> Exercise objective:
Copy out every line of the listing below, changing nothing.

> Material for the task:
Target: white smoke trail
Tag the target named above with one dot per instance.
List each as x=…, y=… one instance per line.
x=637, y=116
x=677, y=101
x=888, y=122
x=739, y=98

> Result of this task:
Target: white smoke trail
Tag the target named above with one dot per instance.
List each as x=…, y=… one instance per line.
x=637, y=116
x=677, y=101
x=888, y=122
x=739, y=98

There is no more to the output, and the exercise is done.